── Extrait fourni ──
Something rips inside, leaving deep chasm between two unshared experiences.

Pandemic Snippets 2 [en]

Just sit
And feel
Is it nothing?
It feels like nothing
But isn’t nothing.
It’s a tightness in the chest
A sinking of the heart
Tears that gather in the throat
Eyes that stare straight ahead

Just sit
And feel
Close those eyes
Breathe inside
Is there anything there?
All is silent
And still
Nobody else
Just me.

Bribes de pandémie 1 [fr]

Il fait gris sur le balcon ce matin. Les pétunias essaient de sortir du désert où ils avaient été abandonnés, fleurs roses mais feuilles brunes. Les cloches de l’église au loin sonnent une porte ouverte entre deux mondes. Une chanson flotte dans l’air, ou dans ma tête, elle tourne en boucle et elle est belle. Ma voix se mêle au reste du choeur, et j’attends le jour où à nouveau, pour de vrai, je serai une petite goutte de son perdue au milieu de l’harmonie.

Dehors, aucun autre bruit à part les cloches. Pas ce que les gens imaginent quand ils pensent à la ville. C’est un dimanche matin en Suisse, rien ne bouge, sauf les feuilles du cerisier et les branches du sureau, saisis par le courant d’air qui traverse le jardin. Un oiseau appelle, un autre répond, les chats ne bronchent pas, enlisés dans leur sieste confortable de matous choyés.
───
── Données fournies ──
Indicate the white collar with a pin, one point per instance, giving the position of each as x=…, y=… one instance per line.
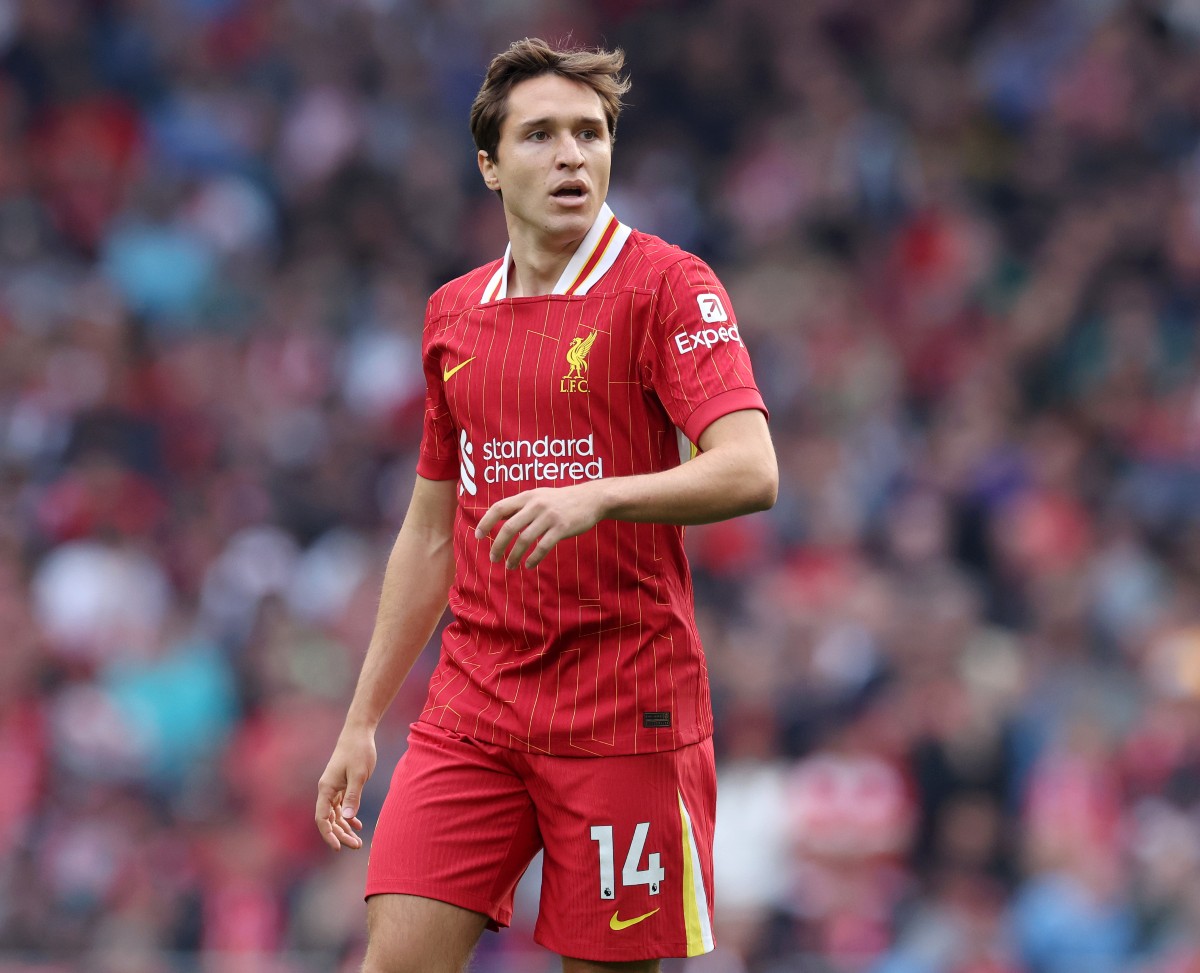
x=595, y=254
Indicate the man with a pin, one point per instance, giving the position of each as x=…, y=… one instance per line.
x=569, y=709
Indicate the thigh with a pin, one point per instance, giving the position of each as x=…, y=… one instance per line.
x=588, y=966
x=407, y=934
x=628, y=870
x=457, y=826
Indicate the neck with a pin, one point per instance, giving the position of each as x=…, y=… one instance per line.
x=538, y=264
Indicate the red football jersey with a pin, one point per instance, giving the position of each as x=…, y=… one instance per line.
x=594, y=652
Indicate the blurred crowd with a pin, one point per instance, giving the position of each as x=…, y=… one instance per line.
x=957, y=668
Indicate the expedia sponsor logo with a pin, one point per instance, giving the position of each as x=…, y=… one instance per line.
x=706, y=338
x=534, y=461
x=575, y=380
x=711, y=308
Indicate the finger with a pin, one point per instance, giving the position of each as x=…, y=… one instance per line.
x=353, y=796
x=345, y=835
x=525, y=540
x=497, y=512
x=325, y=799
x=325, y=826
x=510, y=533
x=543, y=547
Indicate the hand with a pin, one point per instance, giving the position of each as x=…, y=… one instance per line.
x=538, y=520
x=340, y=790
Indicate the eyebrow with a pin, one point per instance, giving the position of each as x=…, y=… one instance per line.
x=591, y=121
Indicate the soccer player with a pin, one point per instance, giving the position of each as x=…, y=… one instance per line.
───
Liste des tâches >>
(A) Reproduisez fidèlement le passage du texte sur la pandémie qui commence par « It’s a tightness » et se poursuit jusqu'à « there anything there? ».
(B) Poursuivez, s'il vous plaît, le texte sur la pandémie à partir de sa dernière phrase.

Problèmes résolus >>
(A)
It’s a tightness in the chest
A sinking of the heart
Tears that gather in the throat
Eyes that stare straight ahead

Just sit
And feel
Close those eyes
Breathe inside
Is there anything there?

(B)
Les cloches se sont tues. Il ne reste que le bourdonnement intérieur de mes oreilles, fréquences non identifiées qui tentent de remplir le silence. Avez-vous déjà remarqué comme le silence extérieur fait ressortir le bruit intérieur? Des fois ça s’agite avec fracas, ça prend ses aises dans l’immense espace à disposition, on voudrait quelque chose pour l’arrêter… Et des fois, tout ce silence permet d’entendre un chuchotement timide, d’habitude noyé, quelques mots qui changent une vie ou une journée.

Pandemic Snippets 1 [en]

I am a stone. At the bottom of the ocean. I do not breathe, I do not move. I just lie there and wait. Wait for nothing to happen. I feel nothing, I think nothing, I am nothing. Just a dead weight, a could-have-been mountain. 

Sometimes a strong current comes and rolls me along. And there I remain again, still and silent at the bottom of the ocean. A nest in the sand bears my weight through the years. I am there. I am, but that is all I am. 

Heavy with my own weight, I have sunk as low as I could. Never changing, never wanting. Seasons pass me by in the silence of nothingness.

Around me life thrives and dies. I do not even have eyes to watch it fly by. There, but not there. An insignificant outsider to all that lives. 

I am a stone, dead weight on the ocean floor, a sinking heart fallen off a drifting ship.

Bribes de confinement 5 [fr]

Ecrit le 4 mai. Quintus est toujours là aujourd’hui et ne va pas trop mal, je vous rassure.

Tout doucement
Sans un bruit
Le vieux chat
Est devenu si léger
Qu’il s’est envolé.

Dans le cœur
De sa maîtresse
Un grand trou
En forme de chat
Lourd, si lourd
Qu’elle est clouée au sol.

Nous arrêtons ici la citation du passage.